(Collected data)
-- START --

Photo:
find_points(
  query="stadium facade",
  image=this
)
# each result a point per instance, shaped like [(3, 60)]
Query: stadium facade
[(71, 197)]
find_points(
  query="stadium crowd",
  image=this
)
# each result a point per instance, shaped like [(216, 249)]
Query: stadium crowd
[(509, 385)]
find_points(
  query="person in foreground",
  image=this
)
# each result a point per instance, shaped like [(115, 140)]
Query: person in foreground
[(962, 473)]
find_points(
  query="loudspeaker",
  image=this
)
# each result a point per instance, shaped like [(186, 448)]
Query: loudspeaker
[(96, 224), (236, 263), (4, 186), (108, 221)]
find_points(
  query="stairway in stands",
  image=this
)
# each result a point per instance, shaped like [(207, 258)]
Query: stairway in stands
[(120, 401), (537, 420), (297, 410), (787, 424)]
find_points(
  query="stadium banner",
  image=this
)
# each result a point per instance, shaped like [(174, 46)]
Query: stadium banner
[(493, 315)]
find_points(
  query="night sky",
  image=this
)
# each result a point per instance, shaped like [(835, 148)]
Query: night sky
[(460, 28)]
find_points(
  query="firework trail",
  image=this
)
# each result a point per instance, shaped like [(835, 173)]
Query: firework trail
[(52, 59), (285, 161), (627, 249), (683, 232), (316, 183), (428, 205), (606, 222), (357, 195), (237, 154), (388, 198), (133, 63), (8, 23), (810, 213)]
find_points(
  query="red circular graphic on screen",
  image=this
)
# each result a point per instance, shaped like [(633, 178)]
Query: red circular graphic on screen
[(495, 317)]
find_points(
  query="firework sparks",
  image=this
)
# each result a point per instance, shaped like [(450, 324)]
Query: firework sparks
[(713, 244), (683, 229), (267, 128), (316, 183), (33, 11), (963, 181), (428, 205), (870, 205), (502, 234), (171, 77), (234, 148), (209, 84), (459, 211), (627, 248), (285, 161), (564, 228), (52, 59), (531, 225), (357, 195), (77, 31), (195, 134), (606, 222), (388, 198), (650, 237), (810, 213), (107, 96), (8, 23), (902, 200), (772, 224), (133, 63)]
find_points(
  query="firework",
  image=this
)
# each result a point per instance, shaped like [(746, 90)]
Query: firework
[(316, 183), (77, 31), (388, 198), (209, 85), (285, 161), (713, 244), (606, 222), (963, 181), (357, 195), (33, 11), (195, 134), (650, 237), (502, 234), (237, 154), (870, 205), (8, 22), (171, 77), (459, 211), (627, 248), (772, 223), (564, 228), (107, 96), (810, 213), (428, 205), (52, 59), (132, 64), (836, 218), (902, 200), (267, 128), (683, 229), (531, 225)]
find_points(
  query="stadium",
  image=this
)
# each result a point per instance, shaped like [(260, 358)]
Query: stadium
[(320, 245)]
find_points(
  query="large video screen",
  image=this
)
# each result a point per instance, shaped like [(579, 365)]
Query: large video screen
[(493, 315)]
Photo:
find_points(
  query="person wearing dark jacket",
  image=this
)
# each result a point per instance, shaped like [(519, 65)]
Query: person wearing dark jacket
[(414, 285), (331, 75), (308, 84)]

-- END --

**The exercise**
Each line of the listing above should be output exactly.

**Written solution**
Photo:
find_points(
  query="stadium facade",
  image=this
)
# each result a point per instance, shaped like [(3, 60)]
Query: stadium facade
[(71, 197)]
find_points(
  query="stadium crowd",
  image=this
)
# each result a point per instance, shaped like [(216, 249)]
Query: stadium crowd
[(509, 385)]
find_points(
  query="person in foreground",
  image=this
)
# each result a point per instance, shaped like [(115, 140)]
Query: person in foreground
[(962, 473)]
find_points(
  query="loudspeaker",
  image=this
)
# each result a point per instance, shaped like [(186, 448)]
Query: loudspeaker
[(96, 224), (236, 263), (4, 186), (108, 221)]
find_points(
  query="stairway in stands",
  image=this
)
# each result a point per instance, shaped like [(207, 258)]
Query: stairway in stands
[(120, 401), (537, 420), (297, 410), (787, 424)]
find_points(
  query="stadium banner",
  image=this
)
# each result a point per instance, shaped like [(174, 46)]
Query: stadium banner
[(493, 315)]
find_points(
  query="night sky",
  image=this
)
# each result a point per instance, shaped like [(835, 148)]
Query: night sky
[(460, 28)]
find_points(
  query="firework trail",
  image=this
)
# each result a point per instance, shaped like [(835, 173)]
Query: firework trail
[(52, 59), (285, 161), (627, 249), (683, 232), (316, 183), (428, 205), (606, 222), (357, 195), (237, 154), (388, 198), (133, 63), (8, 23), (810, 213)]
find_points(
  query="red circular graphic on screen",
  image=this
)
# each result a point per instance, shaped like [(633, 178)]
Query: red circular graphic on screen
[(495, 317)]
find_points(
  query="firework sparks",
  image=this
)
# each result a point per instance, shaped like [(450, 324)]
Query: firework sparks
[(713, 244), (683, 229), (267, 128), (316, 183), (33, 11), (963, 181), (428, 205), (870, 205), (502, 234), (171, 77), (234, 148), (209, 84), (459, 211), (627, 248), (285, 161), (564, 228), (52, 59), (531, 225), (357, 195), (77, 31), (195, 134), (606, 222), (388, 198), (650, 237), (810, 213), (107, 96), (8, 23), (902, 200), (772, 224), (133, 63)]
find_points(
  query="firework",
  image=this
)
# each result a point per instance, shaped like [(746, 90)]
Query: firework
[(316, 183), (77, 31), (388, 198), (209, 85), (285, 161), (713, 244), (606, 222), (963, 181), (357, 195), (33, 11), (195, 134), (650, 237), (502, 234), (237, 154), (870, 205), (8, 22), (171, 77), (459, 211), (627, 248), (772, 223), (564, 228), (107, 96), (810, 213), (428, 205), (52, 59), (132, 64), (836, 218), (902, 200), (267, 128), (683, 229), (531, 225)]
find_points(
  query="stadium",
  image=this
)
# each result a point per instance, shaped like [(260, 358)]
Query: stadium
[(320, 245)]
find_points(
  query="large video screen",
  image=this
)
# each result a point per instance, shaped like [(579, 365)]
Query: large video screen
[(493, 315)]
Photo:
find_points(
  query="person wearing dark jacket",
  image=this
)
# each result a point per instance, shaped like [(519, 65)]
Query: person wearing dark jacket
[(414, 285), (331, 75), (308, 84)]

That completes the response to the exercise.